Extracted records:
══════════════════════════════

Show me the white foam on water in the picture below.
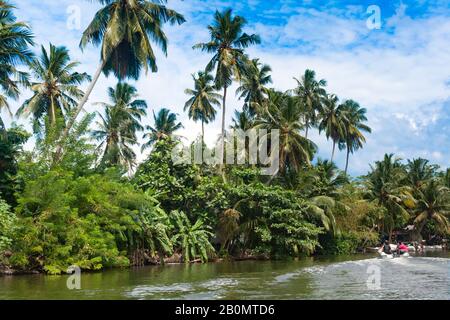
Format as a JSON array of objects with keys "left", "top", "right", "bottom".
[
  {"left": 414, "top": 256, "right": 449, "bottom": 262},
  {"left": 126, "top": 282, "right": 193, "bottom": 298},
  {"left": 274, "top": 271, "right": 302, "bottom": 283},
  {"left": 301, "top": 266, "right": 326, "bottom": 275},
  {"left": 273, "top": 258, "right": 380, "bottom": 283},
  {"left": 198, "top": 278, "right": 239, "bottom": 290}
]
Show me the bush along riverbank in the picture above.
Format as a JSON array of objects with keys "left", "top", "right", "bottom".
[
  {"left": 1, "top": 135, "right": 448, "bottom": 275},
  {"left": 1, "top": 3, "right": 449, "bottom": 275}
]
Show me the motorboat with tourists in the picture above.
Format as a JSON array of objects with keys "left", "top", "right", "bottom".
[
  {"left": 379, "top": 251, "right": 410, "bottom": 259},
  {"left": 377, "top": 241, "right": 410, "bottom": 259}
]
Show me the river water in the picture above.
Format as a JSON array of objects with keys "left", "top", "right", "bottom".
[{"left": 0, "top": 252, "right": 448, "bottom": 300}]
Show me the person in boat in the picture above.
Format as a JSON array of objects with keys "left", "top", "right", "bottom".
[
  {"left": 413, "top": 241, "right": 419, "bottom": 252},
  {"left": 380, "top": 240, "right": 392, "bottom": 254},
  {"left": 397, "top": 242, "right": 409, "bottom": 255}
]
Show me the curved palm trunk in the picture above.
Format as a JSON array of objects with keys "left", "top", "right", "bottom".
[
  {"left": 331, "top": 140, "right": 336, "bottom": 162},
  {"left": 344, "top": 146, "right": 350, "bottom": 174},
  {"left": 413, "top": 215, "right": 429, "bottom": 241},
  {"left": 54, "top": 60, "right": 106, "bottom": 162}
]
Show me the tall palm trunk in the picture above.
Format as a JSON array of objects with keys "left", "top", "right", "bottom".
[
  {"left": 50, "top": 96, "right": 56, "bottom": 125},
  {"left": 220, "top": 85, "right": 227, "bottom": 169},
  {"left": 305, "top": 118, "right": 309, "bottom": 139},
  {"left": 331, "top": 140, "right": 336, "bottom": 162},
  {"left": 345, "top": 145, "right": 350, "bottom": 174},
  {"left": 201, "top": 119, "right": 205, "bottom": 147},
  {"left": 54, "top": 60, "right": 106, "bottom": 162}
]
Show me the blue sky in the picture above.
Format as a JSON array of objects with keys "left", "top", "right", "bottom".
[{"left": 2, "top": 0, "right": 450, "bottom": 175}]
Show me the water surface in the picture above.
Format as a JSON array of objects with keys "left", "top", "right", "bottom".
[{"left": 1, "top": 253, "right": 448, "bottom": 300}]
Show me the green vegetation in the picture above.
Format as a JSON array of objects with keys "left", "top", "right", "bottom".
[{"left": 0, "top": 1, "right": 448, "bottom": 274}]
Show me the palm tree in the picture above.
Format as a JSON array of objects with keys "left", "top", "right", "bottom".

══════════════════════════════

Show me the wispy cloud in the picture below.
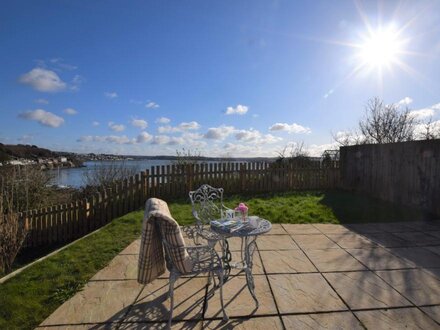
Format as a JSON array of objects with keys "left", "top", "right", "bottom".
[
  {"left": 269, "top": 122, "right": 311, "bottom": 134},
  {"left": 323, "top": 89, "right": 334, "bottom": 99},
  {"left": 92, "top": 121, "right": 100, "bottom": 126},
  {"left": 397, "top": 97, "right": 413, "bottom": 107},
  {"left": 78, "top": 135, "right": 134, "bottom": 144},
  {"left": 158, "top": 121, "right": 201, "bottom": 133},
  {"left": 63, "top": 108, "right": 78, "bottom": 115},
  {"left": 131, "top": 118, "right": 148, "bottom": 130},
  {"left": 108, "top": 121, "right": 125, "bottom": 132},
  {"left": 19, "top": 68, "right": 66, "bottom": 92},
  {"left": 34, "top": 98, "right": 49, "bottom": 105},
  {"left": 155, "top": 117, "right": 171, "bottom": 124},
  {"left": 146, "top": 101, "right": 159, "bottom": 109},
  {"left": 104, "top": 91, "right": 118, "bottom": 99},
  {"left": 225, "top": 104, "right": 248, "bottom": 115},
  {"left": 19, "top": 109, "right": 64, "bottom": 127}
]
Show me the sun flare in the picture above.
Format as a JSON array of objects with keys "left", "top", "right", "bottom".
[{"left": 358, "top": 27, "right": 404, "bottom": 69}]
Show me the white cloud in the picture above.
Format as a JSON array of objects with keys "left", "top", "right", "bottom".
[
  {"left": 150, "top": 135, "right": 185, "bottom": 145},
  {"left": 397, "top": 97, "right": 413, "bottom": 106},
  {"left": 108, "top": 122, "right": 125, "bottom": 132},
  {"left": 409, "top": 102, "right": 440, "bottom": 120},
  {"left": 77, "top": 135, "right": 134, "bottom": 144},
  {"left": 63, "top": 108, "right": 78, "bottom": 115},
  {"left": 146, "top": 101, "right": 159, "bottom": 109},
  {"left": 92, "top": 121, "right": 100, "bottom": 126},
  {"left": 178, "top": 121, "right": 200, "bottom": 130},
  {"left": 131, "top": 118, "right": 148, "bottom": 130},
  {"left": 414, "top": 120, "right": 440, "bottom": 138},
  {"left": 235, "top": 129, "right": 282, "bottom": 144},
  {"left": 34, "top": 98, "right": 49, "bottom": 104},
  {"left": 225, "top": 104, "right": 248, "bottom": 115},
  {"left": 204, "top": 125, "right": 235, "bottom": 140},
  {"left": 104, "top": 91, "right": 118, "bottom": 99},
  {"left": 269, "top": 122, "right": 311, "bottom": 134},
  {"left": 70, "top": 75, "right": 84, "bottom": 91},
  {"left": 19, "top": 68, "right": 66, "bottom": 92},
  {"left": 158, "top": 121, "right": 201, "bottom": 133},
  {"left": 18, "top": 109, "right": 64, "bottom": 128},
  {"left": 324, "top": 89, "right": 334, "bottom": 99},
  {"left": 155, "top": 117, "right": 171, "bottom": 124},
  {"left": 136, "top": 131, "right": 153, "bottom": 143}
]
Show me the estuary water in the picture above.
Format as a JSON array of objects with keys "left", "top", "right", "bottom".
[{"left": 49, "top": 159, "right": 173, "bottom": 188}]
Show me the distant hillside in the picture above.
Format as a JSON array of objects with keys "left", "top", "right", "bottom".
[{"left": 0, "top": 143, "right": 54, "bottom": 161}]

══════════════════════════════

Activity: Pull together all lines from the data that mention the word "water".

Answer box:
Show me the white foam on water in the picture below.
Show me the river water in the picture above.
Show me the water surface in the picture above.
Show me the estuary water in the picture above.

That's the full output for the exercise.